* [What you will do]
Could every line of the data be printed exactly as it reads?

Dataset entries
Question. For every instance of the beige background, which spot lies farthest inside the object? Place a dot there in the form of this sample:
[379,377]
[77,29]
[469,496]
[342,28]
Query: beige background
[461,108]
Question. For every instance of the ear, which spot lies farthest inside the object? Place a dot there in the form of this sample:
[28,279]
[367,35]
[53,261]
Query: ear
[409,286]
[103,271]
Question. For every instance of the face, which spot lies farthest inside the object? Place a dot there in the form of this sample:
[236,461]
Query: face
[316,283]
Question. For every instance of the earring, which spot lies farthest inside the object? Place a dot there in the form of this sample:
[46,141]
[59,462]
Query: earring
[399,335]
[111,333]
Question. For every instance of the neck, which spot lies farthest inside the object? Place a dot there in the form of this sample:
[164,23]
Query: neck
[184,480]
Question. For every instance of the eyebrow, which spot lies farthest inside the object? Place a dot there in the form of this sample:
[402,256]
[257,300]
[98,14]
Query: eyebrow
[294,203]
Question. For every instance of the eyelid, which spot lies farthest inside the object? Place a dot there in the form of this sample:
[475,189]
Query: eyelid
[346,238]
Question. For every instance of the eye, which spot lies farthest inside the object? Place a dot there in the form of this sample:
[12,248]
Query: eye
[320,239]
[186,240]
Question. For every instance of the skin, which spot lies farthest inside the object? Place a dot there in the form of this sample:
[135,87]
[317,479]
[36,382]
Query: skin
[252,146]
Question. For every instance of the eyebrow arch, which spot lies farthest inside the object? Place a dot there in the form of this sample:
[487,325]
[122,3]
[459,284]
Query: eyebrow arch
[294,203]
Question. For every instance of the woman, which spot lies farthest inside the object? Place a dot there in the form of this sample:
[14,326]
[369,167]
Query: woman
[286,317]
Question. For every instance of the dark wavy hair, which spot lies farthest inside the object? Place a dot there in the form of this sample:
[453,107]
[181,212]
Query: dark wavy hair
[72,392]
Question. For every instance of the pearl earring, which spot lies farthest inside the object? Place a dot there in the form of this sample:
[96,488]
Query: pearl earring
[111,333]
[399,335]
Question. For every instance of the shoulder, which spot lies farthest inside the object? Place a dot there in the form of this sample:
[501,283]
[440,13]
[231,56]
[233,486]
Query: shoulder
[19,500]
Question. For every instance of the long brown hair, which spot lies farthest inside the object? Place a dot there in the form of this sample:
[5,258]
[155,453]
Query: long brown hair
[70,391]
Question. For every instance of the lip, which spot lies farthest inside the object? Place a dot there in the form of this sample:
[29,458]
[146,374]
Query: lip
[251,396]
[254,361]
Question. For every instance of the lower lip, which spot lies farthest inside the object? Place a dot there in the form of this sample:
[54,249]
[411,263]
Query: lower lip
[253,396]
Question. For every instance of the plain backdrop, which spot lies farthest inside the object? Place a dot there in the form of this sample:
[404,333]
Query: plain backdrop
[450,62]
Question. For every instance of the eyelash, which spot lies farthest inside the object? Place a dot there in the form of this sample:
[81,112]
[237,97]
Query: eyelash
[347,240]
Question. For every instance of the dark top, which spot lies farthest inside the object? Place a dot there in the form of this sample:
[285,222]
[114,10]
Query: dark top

* [Expected answer]
Question. For every instance of the beige background, which spot lies farthest inside the object? Place a dot there in the form of this sample:
[379,377]
[77,29]
[469,496]
[342,28]
Query: beige background
[461,108]
Question. For every instance of the ear, which spot lies farthest inside the object? Place a dot there in the form of this sample:
[28,279]
[367,35]
[53,261]
Query: ear
[409,286]
[103,271]
Question. For every instance of the face, which spot lies farthest inside the object? Place a dot there in the form of this sample:
[236,461]
Query: face
[316,283]
Question. For every instance of the earring, which spot lies farthest inside the object? Place a dot there in the form of this sample:
[46,141]
[59,462]
Query: earring
[399,335]
[111,333]
Question. For every instance of the neck, which spot lies farthest inside the object? Place a dot there in the form of this sample:
[164,23]
Query: neck
[184,480]
Question. For every instance of the eyebrow, which spot lies farthest inside the object? Place a dot there in the form of this sample:
[402,256]
[257,300]
[98,14]
Query: eyebrow
[294,203]
Question. For every instance of the eyelid, which spot lies farthest inside the object? Place a dot there in the form of this sample:
[475,189]
Query: eyelid
[346,238]
Question. For every instance of the eye, which spot lies farthest inside the object? Place a dot there in the form of this sample:
[12,248]
Query: eye
[320,239]
[186,240]
Question. For every instance of the skin, which spot lies farthest inside the object? Place a dot there in the form of this sample:
[135,87]
[317,479]
[36,382]
Query: skin
[252,146]
Question. For every instance of the eyebrow arch, which spot lies farthest inside the object? Place a dot there in the form of this sample:
[487,325]
[122,3]
[459,284]
Query: eyebrow arch
[294,203]
Question. For every instance of the woman, which spot lies farthest inside the object? Place a dot there in the form of this sample:
[14,326]
[369,167]
Query: woman
[286,317]
Question. For every instance of the dark wavy hair, which spot lies farthest inside the object? Place a dot there in the form of this sample:
[453,107]
[181,212]
Query: dark wavy hair
[72,392]
Question. For every instance of the pearl earring, which spot lies farthest inside the object? Place a dot there in the form of this sample:
[96,488]
Query: pearl earring
[111,333]
[399,335]
Question. For every instance of the shoulder, which spot lies farthest inside the object? Place a dot there in the form of this sample:
[501,283]
[440,13]
[231,56]
[233,486]
Query: shoulder
[19,500]
Question. For every instance of the long brown hair, which spot lies farthest inside the object? Place a dot there in the form of this sample:
[5,258]
[155,453]
Query: long brown hair
[70,391]
Question. For every instance of the lip, which spot lies farthest inside the object? Place a dot there in the form of this sample:
[29,458]
[146,374]
Query: lip
[251,396]
[254,361]
Question. For every instance of the lower lip, which spot lies farthest inside the object? Place a dot there in the form of this sample:
[54,249]
[411,263]
Query: lower lip
[253,396]
Question. For every instance of the plain backdrop, which spot lies farthest inside the object? Place a dot there in the form of this sample:
[404,333]
Query: plain backdrop
[450,62]
Question. For every instance of the eyelash, which spot lies farthest inside the object? Place a dot there in the form of this sample:
[81,112]
[237,97]
Query: eyelash
[347,240]
Question. For every instance of the dark top, which spot lies farthest inside the object? Place a dot there in the form of this sample:
[285,222]
[114,10]
Query: dark top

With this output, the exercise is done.